• PASSAGE SHOWN:
------------------------------------
WASHINGTON — A small but growing movement by Democrats to use a little-known constitutional amendment to remove President Trump from office has as many practical and political roadblocks before it as efforts by those steadily beating the drum of impeachment.

The president’s recent verbal and Twitter attacks on members of the media — including yesterday’s tweeted video of Trump body-slamming a wrestling figure with CNN’s logo superimposed over its face — are boosting support for a bill that would allow the president to be removed based mental or physical incapacity.

The 25th Amendment allows the vice president along with either the majority of Cabinet members “or of such other body as Congress may by law provide” to call for the president’s removal on the basis of being “unable to discharge the powers and duties of his office.”

The House bill, introduced in the spring by U.S. Rep. Jamie Raskin (D-Md.) and co-sponsored by a number of Democrats including U.S. Rep. Jim McGovern (D-Worcester), would create an oversight commission tasked with determining the president’s fitness.

First, as a practical matter, it is extraordinarily difficult to remove a president from office, and that more than anything else weighs heavily in Trump’s favor. In the case of impeachment, it’s nearly impossible — only Presidents Andrew Johnson and Bill Clinton have been impeached by the House, and neither was convicted in the Senate.
------------------------------------
Stored items:
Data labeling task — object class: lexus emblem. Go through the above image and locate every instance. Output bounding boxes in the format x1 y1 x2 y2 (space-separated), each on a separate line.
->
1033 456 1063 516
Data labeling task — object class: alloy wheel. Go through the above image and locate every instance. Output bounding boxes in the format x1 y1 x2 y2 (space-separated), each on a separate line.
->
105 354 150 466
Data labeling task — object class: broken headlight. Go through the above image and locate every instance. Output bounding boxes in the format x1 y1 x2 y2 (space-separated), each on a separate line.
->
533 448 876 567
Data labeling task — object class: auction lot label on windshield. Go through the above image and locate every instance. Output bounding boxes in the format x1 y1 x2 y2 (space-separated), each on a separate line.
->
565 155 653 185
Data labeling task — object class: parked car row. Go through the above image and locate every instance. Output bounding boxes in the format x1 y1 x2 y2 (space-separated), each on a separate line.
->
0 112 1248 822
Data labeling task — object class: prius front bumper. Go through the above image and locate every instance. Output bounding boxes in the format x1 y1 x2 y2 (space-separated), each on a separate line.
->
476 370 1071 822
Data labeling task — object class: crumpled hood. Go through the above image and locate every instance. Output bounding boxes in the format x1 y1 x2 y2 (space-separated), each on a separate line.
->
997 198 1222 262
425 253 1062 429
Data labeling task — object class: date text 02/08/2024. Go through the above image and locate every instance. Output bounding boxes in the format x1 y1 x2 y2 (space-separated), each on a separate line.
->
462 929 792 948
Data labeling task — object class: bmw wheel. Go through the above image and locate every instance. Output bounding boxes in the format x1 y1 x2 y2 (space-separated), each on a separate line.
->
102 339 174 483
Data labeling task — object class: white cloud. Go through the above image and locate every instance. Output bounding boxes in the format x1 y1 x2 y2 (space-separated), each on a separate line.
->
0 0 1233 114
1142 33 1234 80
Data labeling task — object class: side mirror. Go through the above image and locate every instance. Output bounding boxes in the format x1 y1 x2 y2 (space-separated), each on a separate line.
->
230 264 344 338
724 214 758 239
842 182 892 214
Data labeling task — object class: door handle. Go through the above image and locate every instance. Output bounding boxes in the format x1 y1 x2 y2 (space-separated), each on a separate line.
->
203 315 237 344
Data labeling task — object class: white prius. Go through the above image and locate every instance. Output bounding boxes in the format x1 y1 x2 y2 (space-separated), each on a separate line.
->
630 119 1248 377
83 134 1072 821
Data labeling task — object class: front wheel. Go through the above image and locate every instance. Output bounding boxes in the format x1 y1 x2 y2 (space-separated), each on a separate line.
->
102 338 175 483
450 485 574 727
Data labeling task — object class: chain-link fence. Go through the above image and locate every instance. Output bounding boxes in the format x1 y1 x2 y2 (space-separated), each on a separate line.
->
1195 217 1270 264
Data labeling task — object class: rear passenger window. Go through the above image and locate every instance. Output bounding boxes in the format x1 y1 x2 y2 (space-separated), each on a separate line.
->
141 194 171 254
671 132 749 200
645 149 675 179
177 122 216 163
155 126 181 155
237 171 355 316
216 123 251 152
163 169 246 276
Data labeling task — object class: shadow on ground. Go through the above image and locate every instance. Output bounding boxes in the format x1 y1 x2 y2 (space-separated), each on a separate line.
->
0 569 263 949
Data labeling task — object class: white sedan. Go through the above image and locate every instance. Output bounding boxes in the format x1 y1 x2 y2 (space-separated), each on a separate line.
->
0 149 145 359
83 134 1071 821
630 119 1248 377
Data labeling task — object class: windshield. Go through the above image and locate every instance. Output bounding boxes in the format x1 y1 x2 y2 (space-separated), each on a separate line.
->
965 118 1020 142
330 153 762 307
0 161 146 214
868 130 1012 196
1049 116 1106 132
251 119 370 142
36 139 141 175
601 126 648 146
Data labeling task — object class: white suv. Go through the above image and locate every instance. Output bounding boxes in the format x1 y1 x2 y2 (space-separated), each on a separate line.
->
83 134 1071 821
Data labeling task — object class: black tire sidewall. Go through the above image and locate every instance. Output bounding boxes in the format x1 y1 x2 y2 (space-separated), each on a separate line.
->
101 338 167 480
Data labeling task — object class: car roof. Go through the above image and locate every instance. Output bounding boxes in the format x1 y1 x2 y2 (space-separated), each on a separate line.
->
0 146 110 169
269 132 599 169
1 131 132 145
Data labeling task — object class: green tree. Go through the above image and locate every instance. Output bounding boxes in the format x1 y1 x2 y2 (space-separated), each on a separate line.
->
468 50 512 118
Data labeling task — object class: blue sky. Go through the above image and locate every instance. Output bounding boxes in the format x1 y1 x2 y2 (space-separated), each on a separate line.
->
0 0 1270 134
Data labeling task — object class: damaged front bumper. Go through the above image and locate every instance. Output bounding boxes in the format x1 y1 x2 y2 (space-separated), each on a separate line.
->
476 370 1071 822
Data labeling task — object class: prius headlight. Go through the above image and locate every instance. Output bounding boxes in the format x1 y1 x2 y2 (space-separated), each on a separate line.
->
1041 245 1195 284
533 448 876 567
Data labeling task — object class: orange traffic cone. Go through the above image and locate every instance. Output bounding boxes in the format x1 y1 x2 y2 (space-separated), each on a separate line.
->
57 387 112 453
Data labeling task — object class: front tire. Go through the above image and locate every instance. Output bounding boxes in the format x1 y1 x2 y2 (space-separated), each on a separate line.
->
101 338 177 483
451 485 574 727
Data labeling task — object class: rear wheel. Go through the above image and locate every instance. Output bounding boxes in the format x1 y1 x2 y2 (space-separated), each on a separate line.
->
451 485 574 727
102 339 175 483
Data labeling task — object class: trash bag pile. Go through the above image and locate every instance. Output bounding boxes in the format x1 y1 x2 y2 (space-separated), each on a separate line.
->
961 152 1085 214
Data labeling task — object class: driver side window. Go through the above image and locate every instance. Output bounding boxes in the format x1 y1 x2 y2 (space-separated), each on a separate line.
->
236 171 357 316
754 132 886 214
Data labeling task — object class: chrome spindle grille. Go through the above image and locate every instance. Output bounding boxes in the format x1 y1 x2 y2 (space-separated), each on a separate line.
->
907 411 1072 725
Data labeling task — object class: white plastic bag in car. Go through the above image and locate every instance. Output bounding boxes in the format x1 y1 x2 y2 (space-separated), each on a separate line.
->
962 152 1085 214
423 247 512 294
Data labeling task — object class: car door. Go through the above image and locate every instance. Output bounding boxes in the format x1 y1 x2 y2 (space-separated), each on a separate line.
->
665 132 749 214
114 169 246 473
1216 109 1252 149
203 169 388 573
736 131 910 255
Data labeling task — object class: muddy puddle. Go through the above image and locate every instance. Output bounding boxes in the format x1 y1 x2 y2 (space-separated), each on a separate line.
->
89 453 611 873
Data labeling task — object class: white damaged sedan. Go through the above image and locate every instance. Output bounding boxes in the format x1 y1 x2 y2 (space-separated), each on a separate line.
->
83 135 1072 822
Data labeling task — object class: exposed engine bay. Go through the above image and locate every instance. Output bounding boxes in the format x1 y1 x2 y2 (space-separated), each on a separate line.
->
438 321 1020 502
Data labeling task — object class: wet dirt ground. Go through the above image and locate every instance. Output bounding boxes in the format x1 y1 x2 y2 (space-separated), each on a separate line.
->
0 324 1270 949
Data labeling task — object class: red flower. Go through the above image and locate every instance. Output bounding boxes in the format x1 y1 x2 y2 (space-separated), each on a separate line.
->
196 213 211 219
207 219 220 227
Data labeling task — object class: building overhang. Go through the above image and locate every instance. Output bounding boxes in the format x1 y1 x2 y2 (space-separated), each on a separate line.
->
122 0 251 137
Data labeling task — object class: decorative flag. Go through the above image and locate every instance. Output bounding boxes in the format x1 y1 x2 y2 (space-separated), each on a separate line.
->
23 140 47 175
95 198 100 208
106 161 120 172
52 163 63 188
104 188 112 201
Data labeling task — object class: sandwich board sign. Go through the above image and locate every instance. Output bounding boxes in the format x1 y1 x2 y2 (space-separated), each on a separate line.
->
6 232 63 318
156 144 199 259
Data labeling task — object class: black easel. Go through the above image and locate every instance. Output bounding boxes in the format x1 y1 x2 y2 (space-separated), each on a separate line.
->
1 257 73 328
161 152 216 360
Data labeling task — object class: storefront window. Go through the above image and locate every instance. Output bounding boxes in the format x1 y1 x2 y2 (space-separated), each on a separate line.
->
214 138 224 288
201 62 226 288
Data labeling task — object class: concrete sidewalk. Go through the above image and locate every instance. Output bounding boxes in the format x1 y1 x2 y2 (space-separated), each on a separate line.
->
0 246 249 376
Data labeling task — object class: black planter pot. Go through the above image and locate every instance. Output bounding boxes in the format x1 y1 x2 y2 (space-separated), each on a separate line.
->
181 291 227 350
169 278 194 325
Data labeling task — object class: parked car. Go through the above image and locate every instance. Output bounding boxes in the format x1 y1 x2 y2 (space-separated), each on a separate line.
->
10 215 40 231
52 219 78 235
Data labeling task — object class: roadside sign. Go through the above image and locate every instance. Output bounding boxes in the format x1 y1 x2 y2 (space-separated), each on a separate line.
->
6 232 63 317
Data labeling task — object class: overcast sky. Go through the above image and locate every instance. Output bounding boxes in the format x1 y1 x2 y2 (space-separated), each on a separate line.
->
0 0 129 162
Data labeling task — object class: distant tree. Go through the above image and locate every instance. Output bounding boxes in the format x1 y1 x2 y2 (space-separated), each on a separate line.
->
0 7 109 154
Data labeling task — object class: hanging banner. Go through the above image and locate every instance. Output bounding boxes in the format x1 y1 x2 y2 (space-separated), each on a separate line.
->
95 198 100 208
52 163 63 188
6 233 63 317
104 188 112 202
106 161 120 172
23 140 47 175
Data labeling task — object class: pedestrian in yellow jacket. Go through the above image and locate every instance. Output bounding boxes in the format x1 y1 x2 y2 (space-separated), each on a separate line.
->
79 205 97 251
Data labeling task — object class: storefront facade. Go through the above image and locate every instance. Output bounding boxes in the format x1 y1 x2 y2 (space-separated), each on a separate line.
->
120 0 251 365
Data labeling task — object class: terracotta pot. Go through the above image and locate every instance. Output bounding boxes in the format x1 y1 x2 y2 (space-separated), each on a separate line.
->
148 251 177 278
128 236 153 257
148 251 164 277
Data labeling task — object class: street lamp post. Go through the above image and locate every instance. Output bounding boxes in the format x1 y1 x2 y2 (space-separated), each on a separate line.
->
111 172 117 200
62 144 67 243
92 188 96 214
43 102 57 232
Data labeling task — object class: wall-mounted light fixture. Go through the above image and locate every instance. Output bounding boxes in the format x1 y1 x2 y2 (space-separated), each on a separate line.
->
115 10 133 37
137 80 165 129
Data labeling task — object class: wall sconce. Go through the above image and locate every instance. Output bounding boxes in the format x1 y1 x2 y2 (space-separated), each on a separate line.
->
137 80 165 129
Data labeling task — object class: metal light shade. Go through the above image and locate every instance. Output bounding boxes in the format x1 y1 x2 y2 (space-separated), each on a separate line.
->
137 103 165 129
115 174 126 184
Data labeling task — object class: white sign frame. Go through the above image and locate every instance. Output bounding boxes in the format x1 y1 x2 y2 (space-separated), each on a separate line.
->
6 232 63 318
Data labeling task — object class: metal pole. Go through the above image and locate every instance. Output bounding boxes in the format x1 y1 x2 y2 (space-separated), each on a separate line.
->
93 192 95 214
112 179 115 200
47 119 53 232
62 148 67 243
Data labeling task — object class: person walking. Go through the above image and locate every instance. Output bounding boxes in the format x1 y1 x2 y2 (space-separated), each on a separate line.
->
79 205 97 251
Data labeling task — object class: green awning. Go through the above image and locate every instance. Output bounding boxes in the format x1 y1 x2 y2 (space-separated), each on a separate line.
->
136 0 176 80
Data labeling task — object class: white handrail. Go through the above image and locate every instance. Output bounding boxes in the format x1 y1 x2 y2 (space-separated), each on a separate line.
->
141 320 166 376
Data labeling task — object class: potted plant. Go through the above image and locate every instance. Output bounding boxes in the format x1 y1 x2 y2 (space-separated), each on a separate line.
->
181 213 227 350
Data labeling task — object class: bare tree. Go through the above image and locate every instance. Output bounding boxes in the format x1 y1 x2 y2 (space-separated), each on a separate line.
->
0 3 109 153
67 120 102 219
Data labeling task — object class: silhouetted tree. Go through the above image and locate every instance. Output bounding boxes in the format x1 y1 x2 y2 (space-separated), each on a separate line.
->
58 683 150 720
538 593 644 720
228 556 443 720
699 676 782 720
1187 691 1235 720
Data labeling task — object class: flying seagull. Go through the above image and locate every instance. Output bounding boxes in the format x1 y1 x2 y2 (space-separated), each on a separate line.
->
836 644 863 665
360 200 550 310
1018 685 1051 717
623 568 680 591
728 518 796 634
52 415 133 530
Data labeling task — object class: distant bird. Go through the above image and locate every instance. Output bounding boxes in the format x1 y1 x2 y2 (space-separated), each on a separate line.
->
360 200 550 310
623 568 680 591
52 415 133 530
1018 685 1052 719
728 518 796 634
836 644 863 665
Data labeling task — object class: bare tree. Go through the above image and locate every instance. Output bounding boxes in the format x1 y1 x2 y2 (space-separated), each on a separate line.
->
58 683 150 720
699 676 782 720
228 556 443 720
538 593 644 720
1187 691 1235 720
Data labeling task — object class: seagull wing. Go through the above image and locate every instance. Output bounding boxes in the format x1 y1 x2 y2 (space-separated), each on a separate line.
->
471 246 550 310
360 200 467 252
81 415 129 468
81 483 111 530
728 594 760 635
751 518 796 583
------------------------------------
• GIVEN PROBLEM: Please continue the article about the Democratic push to remove President Trump under the 25th Amendment, picking up right after its final sentence.

• EXPECTED OUTPUT:
No one has tried to remove a president under the 25th Amendment, in part because it was only added in 1967. But that provision would also require a two-thirds vote by Congress as well as the blessing of the vice president. In Trump’s case, even if Democrats win a slim Senate majority in 2018, they would not have nearly the 67-senator support either impeachment or removal for mental of physical incapacity would require. Chances that Vice President Mike Pence would join the effort are equally remote.

But more importantly, the attempt by Democrats to have Trump declared too mentally infirm to serve would be as politically damaging as an impeachment bid.

Trump’s actions as president are entirely consistent with his actions as a candidate, and he was still duly elected. Absent a clear finding that Trump committed some crime warranting impeachment, efforts by Democrats to remove him will be, at best, denounced by Trump and his supporters as a hysterical, sour-grapes effort by Democrats bitter after Hillary Clinton’s loss. At worst, it would create more chaos than Russian election meddling efforts, fueling claims of a rigged system and potential inflicting long-term damage on voters’ confidence in a fair election system.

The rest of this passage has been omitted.